▼

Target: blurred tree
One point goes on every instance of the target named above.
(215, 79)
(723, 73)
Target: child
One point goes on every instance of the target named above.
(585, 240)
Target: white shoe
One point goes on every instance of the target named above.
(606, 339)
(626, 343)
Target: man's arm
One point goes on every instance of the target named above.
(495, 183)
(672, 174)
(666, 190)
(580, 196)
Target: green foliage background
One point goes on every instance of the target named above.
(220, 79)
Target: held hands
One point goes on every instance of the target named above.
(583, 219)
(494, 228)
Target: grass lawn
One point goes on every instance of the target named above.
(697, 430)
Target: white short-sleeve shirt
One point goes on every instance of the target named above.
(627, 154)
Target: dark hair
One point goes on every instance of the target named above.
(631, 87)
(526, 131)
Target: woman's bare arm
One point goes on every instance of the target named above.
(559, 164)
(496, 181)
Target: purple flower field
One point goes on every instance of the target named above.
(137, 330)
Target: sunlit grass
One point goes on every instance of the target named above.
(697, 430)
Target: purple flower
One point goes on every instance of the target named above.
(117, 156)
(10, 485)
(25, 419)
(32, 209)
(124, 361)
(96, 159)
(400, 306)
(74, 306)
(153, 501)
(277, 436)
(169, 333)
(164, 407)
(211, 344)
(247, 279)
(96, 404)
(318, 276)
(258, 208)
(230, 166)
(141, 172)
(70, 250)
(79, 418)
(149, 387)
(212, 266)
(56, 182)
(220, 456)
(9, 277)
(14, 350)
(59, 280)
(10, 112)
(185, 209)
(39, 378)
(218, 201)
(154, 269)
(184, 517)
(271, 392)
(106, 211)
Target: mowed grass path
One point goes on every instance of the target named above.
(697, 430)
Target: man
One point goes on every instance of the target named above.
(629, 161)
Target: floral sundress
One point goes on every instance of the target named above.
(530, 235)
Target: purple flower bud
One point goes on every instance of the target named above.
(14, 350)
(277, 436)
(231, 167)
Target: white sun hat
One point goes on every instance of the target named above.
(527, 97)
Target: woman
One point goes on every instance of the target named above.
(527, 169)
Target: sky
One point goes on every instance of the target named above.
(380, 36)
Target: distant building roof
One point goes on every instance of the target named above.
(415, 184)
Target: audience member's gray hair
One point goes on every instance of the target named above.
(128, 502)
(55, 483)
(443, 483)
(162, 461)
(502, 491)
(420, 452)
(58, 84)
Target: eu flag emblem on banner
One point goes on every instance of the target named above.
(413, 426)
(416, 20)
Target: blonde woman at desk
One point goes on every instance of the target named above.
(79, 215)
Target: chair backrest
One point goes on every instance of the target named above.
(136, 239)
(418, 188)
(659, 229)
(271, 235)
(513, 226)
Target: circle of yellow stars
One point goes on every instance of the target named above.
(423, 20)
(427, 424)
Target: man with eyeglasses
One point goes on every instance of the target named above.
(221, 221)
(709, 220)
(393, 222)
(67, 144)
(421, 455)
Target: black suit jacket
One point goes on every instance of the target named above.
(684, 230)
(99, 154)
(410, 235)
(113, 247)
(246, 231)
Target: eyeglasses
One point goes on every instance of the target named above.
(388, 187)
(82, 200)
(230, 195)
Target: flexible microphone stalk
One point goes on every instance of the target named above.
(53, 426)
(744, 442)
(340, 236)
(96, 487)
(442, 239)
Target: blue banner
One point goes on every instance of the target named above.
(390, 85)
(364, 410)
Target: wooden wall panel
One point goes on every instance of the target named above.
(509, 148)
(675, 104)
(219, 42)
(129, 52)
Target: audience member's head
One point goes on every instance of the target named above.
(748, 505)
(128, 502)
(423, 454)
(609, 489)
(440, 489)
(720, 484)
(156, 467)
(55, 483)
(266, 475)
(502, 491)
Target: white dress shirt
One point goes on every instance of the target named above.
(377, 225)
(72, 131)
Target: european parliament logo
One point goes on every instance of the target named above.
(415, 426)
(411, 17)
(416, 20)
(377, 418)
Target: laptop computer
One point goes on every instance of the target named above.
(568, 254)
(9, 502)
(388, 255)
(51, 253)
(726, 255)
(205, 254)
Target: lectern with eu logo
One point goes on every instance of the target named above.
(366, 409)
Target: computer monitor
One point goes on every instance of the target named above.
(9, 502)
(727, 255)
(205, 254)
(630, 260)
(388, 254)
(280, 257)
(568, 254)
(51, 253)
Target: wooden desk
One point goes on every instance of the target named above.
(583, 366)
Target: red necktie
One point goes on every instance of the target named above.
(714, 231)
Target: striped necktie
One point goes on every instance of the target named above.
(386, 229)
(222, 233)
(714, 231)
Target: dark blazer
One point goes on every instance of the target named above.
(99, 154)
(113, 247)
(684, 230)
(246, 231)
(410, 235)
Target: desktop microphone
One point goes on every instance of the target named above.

▲

→ Given task: Starting from the line with "Target: computer monitor" and ending with the final line of the data, quote every line exactly, both ends included.

→ Expected output:
Target: computer monitor
One point goes on every instance of the target named above.
(9, 502)
(727, 255)
(205, 254)
(630, 260)
(388, 254)
(280, 257)
(568, 254)
(51, 253)
Target: wooden desk
One point goes on every instance of the target named above.
(583, 366)
Target: red necktie
One point goes on every instance of the target named above.
(714, 231)
Target: striped necktie
One point goes on every instance of the target named above.
(386, 229)
(222, 233)
(714, 231)
Target: dark blazer
One point goes on every instance of the target named above.
(99, 154)
(113, 247)
(684, 230)
(246, 231)
(410, 235)
Target: desktop microphone
One point goes on every instance of the target named above.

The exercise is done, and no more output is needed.